■ **TASK**
Using the data below, output the first line and every line after it up to and including the line containing "negative clicks: (317, 137)", exactly as written and with nothing added.
(AVAILABLE DATA Opens)
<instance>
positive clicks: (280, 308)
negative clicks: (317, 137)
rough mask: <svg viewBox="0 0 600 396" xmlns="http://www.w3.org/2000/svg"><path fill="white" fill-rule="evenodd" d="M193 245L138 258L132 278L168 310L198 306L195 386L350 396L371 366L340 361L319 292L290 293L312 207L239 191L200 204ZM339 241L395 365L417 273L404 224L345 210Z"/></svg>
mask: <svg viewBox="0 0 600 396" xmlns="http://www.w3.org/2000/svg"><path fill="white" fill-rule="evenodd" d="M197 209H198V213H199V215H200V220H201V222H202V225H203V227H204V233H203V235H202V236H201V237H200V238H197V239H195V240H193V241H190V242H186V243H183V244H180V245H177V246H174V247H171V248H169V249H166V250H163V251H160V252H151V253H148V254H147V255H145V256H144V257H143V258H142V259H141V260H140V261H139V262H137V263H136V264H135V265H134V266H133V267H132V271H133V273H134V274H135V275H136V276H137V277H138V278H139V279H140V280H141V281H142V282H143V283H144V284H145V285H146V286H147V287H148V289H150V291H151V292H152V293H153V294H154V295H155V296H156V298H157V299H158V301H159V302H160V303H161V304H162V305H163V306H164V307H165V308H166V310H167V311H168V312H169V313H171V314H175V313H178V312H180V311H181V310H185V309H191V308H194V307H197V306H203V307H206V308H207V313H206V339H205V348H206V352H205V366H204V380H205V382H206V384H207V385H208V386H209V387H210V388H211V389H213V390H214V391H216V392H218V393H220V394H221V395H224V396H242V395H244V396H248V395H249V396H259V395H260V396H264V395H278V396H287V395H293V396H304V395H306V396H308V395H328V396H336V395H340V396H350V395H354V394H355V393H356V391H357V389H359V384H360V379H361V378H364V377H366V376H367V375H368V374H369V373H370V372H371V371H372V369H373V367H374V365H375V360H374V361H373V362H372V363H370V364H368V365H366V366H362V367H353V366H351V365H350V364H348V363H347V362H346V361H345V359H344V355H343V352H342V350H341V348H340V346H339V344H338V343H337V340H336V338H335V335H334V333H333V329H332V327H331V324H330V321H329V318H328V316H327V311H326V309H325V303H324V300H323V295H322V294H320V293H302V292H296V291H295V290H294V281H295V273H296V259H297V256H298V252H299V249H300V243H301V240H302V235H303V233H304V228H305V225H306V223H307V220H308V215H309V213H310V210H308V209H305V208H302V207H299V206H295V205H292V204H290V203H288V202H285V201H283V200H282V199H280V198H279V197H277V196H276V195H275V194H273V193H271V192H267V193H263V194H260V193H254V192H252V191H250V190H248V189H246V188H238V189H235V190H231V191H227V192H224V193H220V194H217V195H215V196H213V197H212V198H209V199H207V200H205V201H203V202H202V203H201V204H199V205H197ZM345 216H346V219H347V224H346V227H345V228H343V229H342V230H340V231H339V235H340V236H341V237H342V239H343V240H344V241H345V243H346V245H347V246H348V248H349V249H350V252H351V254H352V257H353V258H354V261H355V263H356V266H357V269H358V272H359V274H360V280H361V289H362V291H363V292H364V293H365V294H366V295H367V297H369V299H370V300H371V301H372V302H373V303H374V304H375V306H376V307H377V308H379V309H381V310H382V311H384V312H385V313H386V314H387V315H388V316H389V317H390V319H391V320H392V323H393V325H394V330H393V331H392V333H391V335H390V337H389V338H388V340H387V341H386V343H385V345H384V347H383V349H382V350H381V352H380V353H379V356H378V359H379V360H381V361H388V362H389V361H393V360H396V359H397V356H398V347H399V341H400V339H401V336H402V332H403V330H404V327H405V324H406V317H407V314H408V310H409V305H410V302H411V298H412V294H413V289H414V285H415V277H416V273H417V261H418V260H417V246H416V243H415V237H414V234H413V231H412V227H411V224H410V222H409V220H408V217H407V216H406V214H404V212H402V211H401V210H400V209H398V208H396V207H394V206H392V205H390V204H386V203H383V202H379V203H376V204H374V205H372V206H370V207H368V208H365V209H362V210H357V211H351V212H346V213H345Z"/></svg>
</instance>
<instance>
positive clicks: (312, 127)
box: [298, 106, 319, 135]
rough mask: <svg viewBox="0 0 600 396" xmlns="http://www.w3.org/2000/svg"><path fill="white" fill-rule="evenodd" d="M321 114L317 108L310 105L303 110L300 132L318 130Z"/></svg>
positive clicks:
(AVAILABLE DATA Closes)
■ **EXPECTED OUTPUT**
<instance>
positive clicks: (280, 308)
negative clicks: (317, 137)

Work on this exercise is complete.